City of Columbus v. Rader

78 N.E.2d 424, 85 Ohio App. 143, 40 Ohio Op. 110, 1948 Ohio App. LEXIS 798
CourtOhio Court of Appeals
DecidedFebruary 3, 1948
Docket4009
StatusPublished
Cited by2 cases

This text of 78 N.E.2d 424 (City of Columbus v. Rader) is published on Counsel Stack Legal Research, covering Ohio Court of Appeals primary law. Counsel Stack provides free access to over 12 million legal documents including statutes, case law, regulations, and constitutions.

Bluebook
City of Columbus v. Rader, 78 N.E.2d 424, 85 Ohio App. 143, 40 Ohio Op. 110, 1948 Ohio App. LEXIS 798 (Ohio Ct. App. 1948).

Opinion

Hornbeck, J.

Defendant was tried and sentenced in the Municipal Court of Colnmbus for the violation of Section 1309a of the ordinances of the city in that, as a driver of an automobile, he unlawfully “failed to yield to traffic on the right, causing accident.”

Five errors are assigned, which may be encompassed in two, namely: Did the city make proof of any offense by the defendant and is the judgment against the manifest weight of the evidence ?

The affidavit does not make reference to any specific ordinance but in general terms charges that the defendant acted contrary to the ordinances of the city’ in such cases made and provided.

####

_REQUIRED ACTION_. Write the next part of the court opinion in City of Columbus v. Rader, picking up after its final sentence.

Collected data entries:
####

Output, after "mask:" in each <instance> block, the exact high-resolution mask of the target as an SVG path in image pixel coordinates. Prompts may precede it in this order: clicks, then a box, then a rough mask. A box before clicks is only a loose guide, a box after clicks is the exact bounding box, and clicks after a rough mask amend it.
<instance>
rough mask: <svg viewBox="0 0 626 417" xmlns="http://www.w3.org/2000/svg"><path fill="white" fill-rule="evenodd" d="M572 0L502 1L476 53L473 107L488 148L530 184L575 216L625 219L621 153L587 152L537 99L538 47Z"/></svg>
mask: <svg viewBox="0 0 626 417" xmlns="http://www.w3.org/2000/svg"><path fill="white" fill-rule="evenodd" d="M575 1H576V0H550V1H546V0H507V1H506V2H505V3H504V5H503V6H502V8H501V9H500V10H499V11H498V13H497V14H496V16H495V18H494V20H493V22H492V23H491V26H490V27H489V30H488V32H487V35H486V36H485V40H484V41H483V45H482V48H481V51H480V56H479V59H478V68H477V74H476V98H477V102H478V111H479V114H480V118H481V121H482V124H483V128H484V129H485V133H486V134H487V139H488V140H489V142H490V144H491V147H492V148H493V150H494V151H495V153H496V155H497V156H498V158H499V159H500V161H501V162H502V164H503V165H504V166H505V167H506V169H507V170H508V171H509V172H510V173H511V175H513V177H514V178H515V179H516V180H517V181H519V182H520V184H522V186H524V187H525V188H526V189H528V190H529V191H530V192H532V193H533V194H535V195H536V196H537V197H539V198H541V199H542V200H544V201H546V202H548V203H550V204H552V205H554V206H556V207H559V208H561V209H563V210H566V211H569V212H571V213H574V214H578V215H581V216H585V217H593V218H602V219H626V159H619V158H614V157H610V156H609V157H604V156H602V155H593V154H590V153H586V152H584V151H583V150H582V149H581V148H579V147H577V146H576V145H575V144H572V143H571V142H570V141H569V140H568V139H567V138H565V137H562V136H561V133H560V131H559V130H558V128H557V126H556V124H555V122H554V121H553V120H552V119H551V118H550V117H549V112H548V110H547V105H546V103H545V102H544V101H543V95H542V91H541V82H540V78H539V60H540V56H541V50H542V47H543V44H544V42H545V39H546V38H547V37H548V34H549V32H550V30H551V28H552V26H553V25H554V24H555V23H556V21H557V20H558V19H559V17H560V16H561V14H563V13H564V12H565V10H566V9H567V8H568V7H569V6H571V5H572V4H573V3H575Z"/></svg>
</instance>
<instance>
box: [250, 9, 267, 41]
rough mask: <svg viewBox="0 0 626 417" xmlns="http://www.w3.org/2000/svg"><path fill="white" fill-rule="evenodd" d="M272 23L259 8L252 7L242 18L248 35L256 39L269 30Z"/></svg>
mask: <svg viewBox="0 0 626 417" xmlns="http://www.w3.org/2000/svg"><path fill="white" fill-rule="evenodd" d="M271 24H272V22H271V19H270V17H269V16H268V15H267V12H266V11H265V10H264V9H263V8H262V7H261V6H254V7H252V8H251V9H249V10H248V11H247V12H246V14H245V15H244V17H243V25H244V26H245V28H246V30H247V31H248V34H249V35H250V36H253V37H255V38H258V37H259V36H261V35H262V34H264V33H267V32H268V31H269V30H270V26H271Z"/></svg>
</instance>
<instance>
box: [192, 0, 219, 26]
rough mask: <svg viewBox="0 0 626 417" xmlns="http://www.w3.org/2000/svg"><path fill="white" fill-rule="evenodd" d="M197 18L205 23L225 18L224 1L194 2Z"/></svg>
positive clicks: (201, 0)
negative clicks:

####

_RESPONSE AREA_.
*144 Section 1309a of the ordinances reads:

“Right of way at intersections. Excepting where otherwise provided, the operator of a vehicle, streetcar or trackless trolley shall yield the right of way at an intersection to a vehicle, streetcar or trackless trolley approaching from the right.”

Section 1245 of the ordinances reads:

“Right of way. The right of a vehicle * * * to proceed uninterruptedly in a lawful manner in the direction in which it or he is moving in preference to another vehicle * * * approaching from a different direction into its or his path.”

The evidence discloses that the defendant, driving eastwardly on Fifteenth avenue in the city of Columbus, came into the intersection of that avenue with Hamilton avenue and collided with a Ford automobile driven northwardly by one Joseph Massara. The paths of the cars and their relative locations in the intersection at the time of the collision were established, in part, by the testimony of officer Robert Baus who, without objection, introduced a map showing the respective positions of the cars. This chart was made from information given to the officer by the drivers of the cars which came into collision. Massara, driver of the Ford, testified and, in connection with his testimony, drew a plat showing the position of the cars shortly prior to the collision. Both maps show the Ford driven by Massara, which was to the right of the defendant at the intersection, over the center line and to the left thereof an appreciable distance. The record does not substantially contradict the effect of these maps as to the location of the cars.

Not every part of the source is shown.